- Problem:
Look through the entries below for the line that contains "Target: the bus", then set down that line and each one after it exactly, through the last.

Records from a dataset

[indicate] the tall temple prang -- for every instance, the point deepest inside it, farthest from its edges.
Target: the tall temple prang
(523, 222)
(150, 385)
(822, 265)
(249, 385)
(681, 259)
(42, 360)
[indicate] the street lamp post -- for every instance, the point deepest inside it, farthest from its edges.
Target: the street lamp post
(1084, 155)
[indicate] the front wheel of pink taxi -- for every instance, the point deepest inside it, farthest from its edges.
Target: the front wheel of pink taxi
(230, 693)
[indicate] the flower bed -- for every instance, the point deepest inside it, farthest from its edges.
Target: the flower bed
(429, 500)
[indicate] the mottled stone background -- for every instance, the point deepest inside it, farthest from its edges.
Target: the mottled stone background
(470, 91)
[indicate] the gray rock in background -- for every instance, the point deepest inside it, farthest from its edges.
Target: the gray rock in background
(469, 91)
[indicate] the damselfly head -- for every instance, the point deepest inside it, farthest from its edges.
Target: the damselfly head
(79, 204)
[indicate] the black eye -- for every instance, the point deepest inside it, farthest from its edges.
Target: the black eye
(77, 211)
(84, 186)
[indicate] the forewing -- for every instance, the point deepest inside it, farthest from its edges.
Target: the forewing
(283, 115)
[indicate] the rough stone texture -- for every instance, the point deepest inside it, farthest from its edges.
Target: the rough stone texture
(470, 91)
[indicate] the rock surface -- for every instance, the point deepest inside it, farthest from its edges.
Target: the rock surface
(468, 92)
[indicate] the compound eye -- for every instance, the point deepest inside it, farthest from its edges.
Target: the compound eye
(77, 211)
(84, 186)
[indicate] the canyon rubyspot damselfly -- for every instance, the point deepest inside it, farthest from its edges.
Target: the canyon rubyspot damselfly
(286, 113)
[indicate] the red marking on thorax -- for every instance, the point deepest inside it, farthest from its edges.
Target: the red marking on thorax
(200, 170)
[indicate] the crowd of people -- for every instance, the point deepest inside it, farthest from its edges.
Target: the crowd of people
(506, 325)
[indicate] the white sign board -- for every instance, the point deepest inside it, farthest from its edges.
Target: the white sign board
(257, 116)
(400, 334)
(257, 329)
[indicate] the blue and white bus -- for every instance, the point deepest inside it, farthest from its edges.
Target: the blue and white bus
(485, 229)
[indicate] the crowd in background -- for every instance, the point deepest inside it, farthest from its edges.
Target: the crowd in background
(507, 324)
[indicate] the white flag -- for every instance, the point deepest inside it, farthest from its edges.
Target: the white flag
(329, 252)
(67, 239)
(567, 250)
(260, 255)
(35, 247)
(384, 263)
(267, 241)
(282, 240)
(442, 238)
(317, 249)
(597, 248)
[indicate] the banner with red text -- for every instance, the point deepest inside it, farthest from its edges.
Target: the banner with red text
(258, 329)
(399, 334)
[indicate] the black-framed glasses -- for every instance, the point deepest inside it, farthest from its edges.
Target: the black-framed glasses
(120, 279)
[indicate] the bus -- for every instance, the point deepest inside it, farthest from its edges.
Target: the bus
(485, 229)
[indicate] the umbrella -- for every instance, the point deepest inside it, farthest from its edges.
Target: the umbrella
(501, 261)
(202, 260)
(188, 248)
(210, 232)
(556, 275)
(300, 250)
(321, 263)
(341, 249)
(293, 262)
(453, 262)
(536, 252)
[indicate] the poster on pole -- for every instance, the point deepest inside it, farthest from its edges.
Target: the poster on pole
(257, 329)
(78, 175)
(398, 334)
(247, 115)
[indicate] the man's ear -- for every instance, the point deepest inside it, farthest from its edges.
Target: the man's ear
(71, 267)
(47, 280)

- Exercise output:
Target: the bus
(485, 229)
[indicate] the umbrella -- for every instance, the point deepest inside it, farthest from its edges.
Target: the umbrella
(501, 261)
(202, 260)
(188, 248)
(210, 232)
(556, 275)
(300, 250)
(321, 263)
(341, 249)
(293, 262)
(453, 262)
(536, 252)
[indicate] the poster on pole -- for every instance, the point deepest inside it, farthest from its edges.
Target: the poster on pole
(257, 329)
(78, 175)
(398, 334)
(247, 115)
[indicate] the man's ear -- for every instance, the point deepest inside it, farthest from its edges.
Target: the man's ear
(71, 267)
(47, 280)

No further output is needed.